_TASK DIRECTIONS_
Every record must appear in the answer exactly as it stands.
Top of STUDY MATERIAL
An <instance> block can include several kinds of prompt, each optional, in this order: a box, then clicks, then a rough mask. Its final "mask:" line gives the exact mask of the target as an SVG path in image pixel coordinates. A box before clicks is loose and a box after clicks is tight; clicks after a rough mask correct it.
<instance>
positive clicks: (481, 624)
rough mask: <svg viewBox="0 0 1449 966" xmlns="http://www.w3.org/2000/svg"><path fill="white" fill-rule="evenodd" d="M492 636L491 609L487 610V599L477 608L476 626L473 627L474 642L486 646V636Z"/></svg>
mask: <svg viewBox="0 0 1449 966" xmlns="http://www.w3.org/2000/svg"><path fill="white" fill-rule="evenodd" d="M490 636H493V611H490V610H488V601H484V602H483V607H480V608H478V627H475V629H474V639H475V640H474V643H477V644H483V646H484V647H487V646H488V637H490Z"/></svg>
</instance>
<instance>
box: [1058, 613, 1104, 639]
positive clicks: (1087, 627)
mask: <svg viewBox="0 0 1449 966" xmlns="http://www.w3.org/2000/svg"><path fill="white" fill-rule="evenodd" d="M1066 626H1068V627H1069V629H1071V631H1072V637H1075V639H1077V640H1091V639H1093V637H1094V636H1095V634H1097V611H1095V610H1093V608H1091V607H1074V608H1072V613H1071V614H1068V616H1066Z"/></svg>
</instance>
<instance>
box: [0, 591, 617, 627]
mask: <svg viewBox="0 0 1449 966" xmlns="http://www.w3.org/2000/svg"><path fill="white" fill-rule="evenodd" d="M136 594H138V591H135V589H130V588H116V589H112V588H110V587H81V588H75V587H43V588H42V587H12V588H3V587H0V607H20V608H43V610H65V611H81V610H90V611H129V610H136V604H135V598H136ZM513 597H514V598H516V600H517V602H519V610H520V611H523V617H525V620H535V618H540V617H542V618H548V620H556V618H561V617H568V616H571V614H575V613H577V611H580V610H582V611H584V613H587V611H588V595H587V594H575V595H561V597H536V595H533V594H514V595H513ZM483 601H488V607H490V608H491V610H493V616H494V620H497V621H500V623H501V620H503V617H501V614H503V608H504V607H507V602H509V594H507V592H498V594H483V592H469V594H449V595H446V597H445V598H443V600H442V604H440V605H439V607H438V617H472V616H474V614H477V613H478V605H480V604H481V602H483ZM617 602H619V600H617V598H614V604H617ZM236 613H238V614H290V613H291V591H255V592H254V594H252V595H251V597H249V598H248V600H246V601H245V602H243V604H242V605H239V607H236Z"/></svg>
Bottom of STUDY MATERIAL
_RESULT FOR THIS EXERCISE_
An <instance> block can include several kinds of prompt, each optional, in this order: a box, then clicks, then a rough mask. Its final "mask:" line gives the exact mask of the target as an SVG path in image pixel coordinates. A box before clicks is loose and a box after clicks is tight; clicks after a rough mask correct it.
<instance>
positive clicks: (481, 624)
rough mask: <svg viewBox="0 0 1449 966" xmlns="http://www.w3.org/2000/svg"><path fill="white" fill-rule="evenodd" d="M492 636L491 609L487 610V599L477 608L476 626L473 627L474 642L486 646V636Z"/></svg>
mask: <svg viewBox="0 0 1449 966" xmlns="http://www.w3.org/2000/svg"><path fill="white" fill-rule="evenodd" d="M490 636H493V611H490V610H488V601H484V602H483V607H480V608H478V627H475V629H474V639H475V640H474V643H477V644H483V646H484V647H487V646H488V637H490Z"/></svg>
</instance>
<instance>
box: [1058, 613, 1104, 639]
positive clicks: (1087, 627)
mask: <svg viewBox="0 0 1449 966" xmlns="http://www.w3.org/2000/svg"><path fill="white" fill-rule="evenodd" d="M1066 626H1068V627H1069V629H1071V631H1072V637H1075V639H1077V640H1091V639H1093V637H1094V636H1095V634H1097V611H1095V610H1093V608H1091V607H1074V608H1072V613H1071V614H1068V616H1066Z"/></svg>
</instance>
<instance>
box: [0, 591, 617, 627]
mask: <svg viewBox="0 0 1449 966" xmlns="http://www.w3.org/2000/svg"><path fill="white" fill-rule="evenodd" d="M136 594H138V591H135V589H130V588H116V589H112V588H110V587H81V588H75V587H43V588H42V587H12V588H3V587H0V607H20V608H43V610H65V611H81V610H90V611H129V610H136V604H135V598H136ZM513 597H514V598H516V600H517V602H519V610H520V611H523V617H525V620H535V618H540V617H542V618H548V620H556V618H561V617H568V616H571V614H575V613H577V611H580V610H582V611H584V613H587V611H588V595H587V594H575V595H561V597H536V595H533V594H514V595H513ZM483 601H488V607H490V608H491V610H493V616H494V620H497V621H500V623H501V620H503V617H501V614H503V608H504V607H507V602H509V594H507V592H498V594H483V592H469V594H449V595H446V597H445V598H443V600H442V604H440V605H439V607H438V617H472V616H474V614H477V613H478V605H480V604H481V602H483ZM617 602H619V600H617V598H614V604H617ZM236 613H238V614H290V613H291V591H255V592H254V594H252V595H251V597H249V598H248V600H246V601H245V602H243V604H242V605H239V607H236Z"/></svg>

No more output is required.